| Dataset |
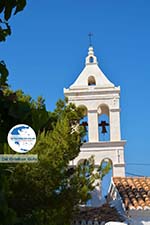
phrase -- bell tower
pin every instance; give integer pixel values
(99, 96)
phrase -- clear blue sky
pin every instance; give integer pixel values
(48, 46)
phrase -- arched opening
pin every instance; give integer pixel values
(91, 81)
(91, 59)
(106, 173)
(84, 123)
(103, 123)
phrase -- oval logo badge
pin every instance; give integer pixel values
(21, 138)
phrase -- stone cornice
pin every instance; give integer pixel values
(103, 144)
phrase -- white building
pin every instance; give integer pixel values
(99, 96)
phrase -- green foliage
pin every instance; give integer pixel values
(58, 189)
(3, 75)
(7, 7)
(16, 107)
(104, 168)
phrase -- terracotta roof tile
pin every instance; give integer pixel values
(135, 192)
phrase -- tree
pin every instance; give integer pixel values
(58, 189)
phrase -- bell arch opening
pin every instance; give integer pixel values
(103, 123)
(84, 123)
(91, 81)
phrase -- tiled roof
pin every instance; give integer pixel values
(104, 213)
(135, 192)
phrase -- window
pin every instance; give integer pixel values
(91, 81)
(91, 59)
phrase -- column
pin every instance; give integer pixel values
(115, 125)
(93, 125)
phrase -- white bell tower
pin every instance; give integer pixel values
(99, 96)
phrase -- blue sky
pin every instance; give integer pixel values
(48, 46)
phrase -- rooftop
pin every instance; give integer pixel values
(135, 192)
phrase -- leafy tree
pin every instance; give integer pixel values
(58, 188)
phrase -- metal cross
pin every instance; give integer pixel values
(90, 38)
(103, 124)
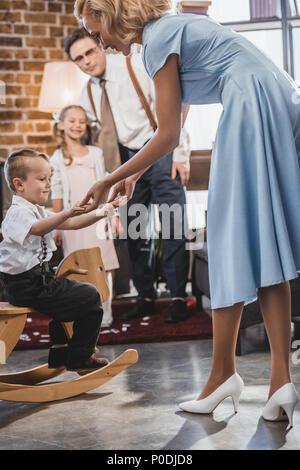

| Task goal |
Pick out every line in the entries above that contains the word "bell", and copy each one.

| Written solution |
phrase -- bell tower
phrase -- bell arch opening
phrase -- white bell tower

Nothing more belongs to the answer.